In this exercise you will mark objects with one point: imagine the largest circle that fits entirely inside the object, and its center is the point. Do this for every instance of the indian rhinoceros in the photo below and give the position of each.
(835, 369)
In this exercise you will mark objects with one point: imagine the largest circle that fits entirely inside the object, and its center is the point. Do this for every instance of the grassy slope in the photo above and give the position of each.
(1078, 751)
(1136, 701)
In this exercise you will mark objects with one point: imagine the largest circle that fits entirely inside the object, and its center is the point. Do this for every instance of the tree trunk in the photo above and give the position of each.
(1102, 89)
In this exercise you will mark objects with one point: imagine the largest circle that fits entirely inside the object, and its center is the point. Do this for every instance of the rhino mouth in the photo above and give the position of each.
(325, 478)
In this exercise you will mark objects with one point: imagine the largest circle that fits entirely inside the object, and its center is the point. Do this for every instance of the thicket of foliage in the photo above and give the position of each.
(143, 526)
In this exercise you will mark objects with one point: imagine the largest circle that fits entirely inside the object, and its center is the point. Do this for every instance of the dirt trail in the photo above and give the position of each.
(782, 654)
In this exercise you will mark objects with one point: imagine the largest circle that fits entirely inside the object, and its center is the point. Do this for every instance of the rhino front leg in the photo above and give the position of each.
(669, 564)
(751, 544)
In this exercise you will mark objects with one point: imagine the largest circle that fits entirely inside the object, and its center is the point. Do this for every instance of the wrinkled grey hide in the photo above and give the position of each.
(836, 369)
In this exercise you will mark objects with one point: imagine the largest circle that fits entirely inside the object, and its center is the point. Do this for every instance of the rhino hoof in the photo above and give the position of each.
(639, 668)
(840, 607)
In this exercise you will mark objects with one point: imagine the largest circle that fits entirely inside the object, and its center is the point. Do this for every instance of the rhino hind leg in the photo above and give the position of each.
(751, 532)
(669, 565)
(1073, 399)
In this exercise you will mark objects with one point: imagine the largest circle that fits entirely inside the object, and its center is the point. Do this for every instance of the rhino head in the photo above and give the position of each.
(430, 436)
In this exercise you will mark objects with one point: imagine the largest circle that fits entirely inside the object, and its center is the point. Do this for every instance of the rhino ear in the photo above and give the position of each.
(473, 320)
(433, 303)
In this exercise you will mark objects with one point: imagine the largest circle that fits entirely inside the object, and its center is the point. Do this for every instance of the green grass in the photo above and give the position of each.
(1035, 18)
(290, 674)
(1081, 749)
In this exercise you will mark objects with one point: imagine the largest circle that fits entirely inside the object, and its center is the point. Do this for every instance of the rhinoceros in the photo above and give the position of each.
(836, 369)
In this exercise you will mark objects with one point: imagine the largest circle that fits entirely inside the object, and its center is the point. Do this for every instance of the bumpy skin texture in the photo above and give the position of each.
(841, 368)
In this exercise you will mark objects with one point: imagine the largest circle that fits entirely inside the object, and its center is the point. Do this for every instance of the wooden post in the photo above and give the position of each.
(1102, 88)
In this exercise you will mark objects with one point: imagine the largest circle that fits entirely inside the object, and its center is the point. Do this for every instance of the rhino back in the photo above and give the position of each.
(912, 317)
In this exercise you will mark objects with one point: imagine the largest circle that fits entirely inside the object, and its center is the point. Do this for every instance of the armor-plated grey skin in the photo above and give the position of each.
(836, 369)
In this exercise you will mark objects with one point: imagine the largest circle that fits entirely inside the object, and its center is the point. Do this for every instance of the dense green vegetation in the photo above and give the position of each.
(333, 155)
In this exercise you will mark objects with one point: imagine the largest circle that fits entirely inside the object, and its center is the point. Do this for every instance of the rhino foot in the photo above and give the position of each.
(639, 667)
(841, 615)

◆ ◆ ◆ ◆

Requirements
Copy the records from the line containing "the rhino foot" through the end of the records, request included. In that copy, add 93 to every number in the point coordinates.

In response
In this exercise you will mark objects with one point: imagine the largest circle that fits entirely inside the object, and its center is the point. Do this for every instance of the rhino foot in the photo above and give the position of each.
(732, 760)
(934, 708)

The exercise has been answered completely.